▸ **Belge**

Toparlanın Seçime Gidiyoruz...
TBMM 11.Cumhurbaşkanının seçemedi ve apar topar seçime
gidiyoruz. CHP'nin hırçın politikası ve hükümetin de uzlaşmaz görüntüsü ile
buna çanak tutması sonucu ülkemiz yeni bir seçim dönemine giriyor. Ülkemize ve
milletimize hayırlı olsun.
Cumhurbaşkanını seçemeyen bir meclise halk hangi gözle
bakacaktır; bunu hep beraber göreceğiz. Oligarşik güçler halkın kendisini
temsil edebilecek birini Çankaya'da görmek istemedi ve Sayın Abdullah Gül
cumhurbaşkanı seçilemedi. Oysa Abdullah Gül halkın kendisi idi. Onu oraya layık
görmeyenler ülkemizi muhtıraya ve oligarşik güçlere teslim etmeyi daha uygun
gördüler.
Ayrıca iktidar partisi demokrasi konusunda da iyi bir sınav
vermedi. Önce YÖK Reformunu başaramadılar. Sonra Şemdinli olayının savcısı
Ferhat Sarıkaya'yı elleri ile oligarşiye teslim ettiler. Daha sonra da Nokta
Dergisi'ne yapılan baskını önleyemediler; darbeci olduğu söylenen kişilerle
ilgili dava açamadılar. Öyle ya bunlar birer salvo atışı idi. Salvo atışları
engellenmeyince bu kez ansızın muhtıra geliverdi.
Demokrat Parti geleneğinin temsilcisi olduğu söylenen
Anavatan Partisi ve Doğru Yol Partisi kulaklarına üflenen darbe
söylentilerinden ürkerek meclise girmeye cesaret edemedi. Oysa bu partiler
meclise girselerdi ve ret oyu verselerdi hem meclisin meşruiyetini tescil
edecekler hem de kendi meşruiyetini tescil edeceklerdi. Artık iş işten geçti;
bu partiler yakın bir zamanda halk ile karşı karşıya gelecekler ve halkın
tepkisinin ne olduğunu göreceklerdir.
Oligarşiye teslim olanlar sadece bunlar mı? CHP ve onun
sivil uzantıları da yaptıkları mitinglerle, yaptıkları eylemlerle milli
iradenin halkın elinden alınmasına ve bürokratlara devrine rıza gösterdiler.

▸ **Veri Kesiti**

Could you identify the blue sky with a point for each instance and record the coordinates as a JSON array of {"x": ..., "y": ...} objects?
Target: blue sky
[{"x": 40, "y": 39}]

▸ **Problem Tanımı A**
Aşağıdaki ifadelerin cumhurbaşkanı seçimi yazısıyla uyuşup uyuşmadığını belirtin. Her biri için evet ya da hayır deyin ve yazıdaki belirleyici sözleri aynen aktarın.
(i) Abdullah Gül cumhurbaşkanı seçildi.
(ii) Anavatan Partisi ve Doğru Yol Partisi meclise girmedi.
(iii) İktidar partisi YÖK Reformunu başardı.
▸ **Problem Tanımı B**
Cumhurbaşkanı seçimi yazısına göre Şemdinli olayının savcısı kimdir?
▸ **Problem Tanımı C**
Cumhurbaşkanı seçimi yazısını son cümlesinden sonrası için sürdürün.
Liste, cumhurbaşkanı seçimi yazısıyla ilgili değildir.

▸ **Yanıt A**
(i) Hayır: "Sayın Abdullah Gül cumhurbaşkanı seçilemedi."
(ii) Evet: "meclise girmeye cesaret edemedi"
(iii) Hayır: "Önce YÖK Reformunu başaramadılar."

▸ **Yanıt B**
Ferhat Sarıkaya.

▸ **Yanıt C**
Buna rıza gösterenlerin her darbede en ağır eziyetlere maruz kaldığını söylemeye
bile gerek yok. Sivil birinin Çankaya'ya çıkmasına razı olmayanlar;
bürokratların ve postallıların orayı işgal etmesine ise ses çıkarmıyorlar;
nedense.
Ya meclis dışındakiler; 4 defa darbeye maruz kalan Saadet
Partisi de yeterince ses çıkaramadı. Bildirinin ancak üçüncü gününde cılız bir
karşı çıkış hiç de makul bir cevap olmadı. Bugün sana yarın bana.
Şimdilerde Sayın Erbakan'ı öve öve bitiremeyen Vural
Savaş'ın daha dün "yarasalar",
"kan emici vampir", ve "habis ur" dediğini ne çabuk
unuttular. Saadet Partisinin müttefikleri hiçbir zaman ne ulusalcılar ne de
oligarşinin silahlı ve silahsız temsilcileri olamaz. Bildiriyi kaleme aldığı
veya en azından bildiriye katkı sunduğu söylenen sayın Hasan Ünal'ın bu çevrede
ne iş yaptığını anlayanlar beri gelsin.
Gösterdikleri tepki, halk nezdinde itibarı yükselen Büyük
Birlik Partisi'nin çok gerilerinde kaldı. MHP ve CHP arasındaki nişan ise
izdivaca dönüşmek üzere. Oligarşi için en uygun çözüm CHP ve MHP'nin ülkenin
iki partisi olmasıdır. İki partili sitemi çok arzulayan bu düzen, halk nezdinde
yeterince karşılık bulsa diğer partileri kapatıp sağcı MHP ve solcu CHP ile bu
ülkeyi hiç sorunsuz idare eder. 12 Eylül öncesinin kan davalısı olan bu
partileri görünmez bir el barıştırmış ve kan kardeş olmuşlardır. Bu süreçte
bizim anlamakta güçlük çektiğimiz MHP politikasının halk nezdinde karşılığı ne
olacaktır?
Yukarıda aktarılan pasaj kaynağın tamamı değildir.